___ Text block

Future Enhancement: Redis-backed metrics for distributed deployments.

Use Cases

Monitoring Dashboard

Poll this endpoint for periodic updates or use WebSocket for real-time streaming.

External Monitoring

Integrate with external monitoring systems (Prometheus, Grafana, Datadog):


# Example: Scrape metrics every 30 seconds
*/30 * * * * curl -s http://eventara:8080/api/v1/metrics | jq '.summary'

Alerting

Use metrics to trigger custom alerts:


const metrics = await fetch('http://localhost:8080/api/v1/metrics').then(r => r.json());
 
if (metrics.summary.errorRate > 5.0) {
  sendAlert('High error rate detected: ' + metrics.summary.errorRate + '%');
}
 
if (metrics.throughput.current < 10 && metrics.summary.totalEvents > 1000) {
  sendAlert('Low throughput: ' + metrics.throughput.current + ' events/sec');
}

Capacity Planning

Analyze throughput and latency trends:


# Monitor peak throughput
curl -s http://localhost:8080/api/v1/metrics | jq '.throughput'
 
# Check p99 latency
curl -s http://localhost:8080/api/v1/metrics | jq '.latencyMetrics.overall.p99'

______

(Instruction A)
For each statement below, say whether it agrees with the metrics endpoint excerpt above. Answer yes or no, and quote the words of the excerpt that decide it. (i) The scrape example collects metrics every 30 seconds. (ii) The alerting code sends an alert when the error rate is above 10.0. (iii) Redis-backed metrics are described as a future enhancement.
(Instruction B)
From the metrics endpoint excerpt, extract the passage starting at "Future Enhancement: Redis-backed" and ending at "for real-time streaming.", copied word for word.

___ Excerpted records

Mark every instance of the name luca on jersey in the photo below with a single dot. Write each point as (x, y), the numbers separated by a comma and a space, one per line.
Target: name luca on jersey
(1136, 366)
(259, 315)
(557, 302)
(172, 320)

______

(Task answer A)
(i) Yes: "# Example: Scrape metrics every 30 seconds"
(ii) No: "if (metrics.summary.errorRate > 5.0) {"
(iii) Yes: "Future Enhancement: Redis-backed metrics for distributed deployments."

(Task answer B)
Future Enhancement: Redis-backed metrics for distributed deployments.

Use Cases

Monitoring Dashboard

Poll this endpoint for periodic updates or use WebSocket for real-time streaming.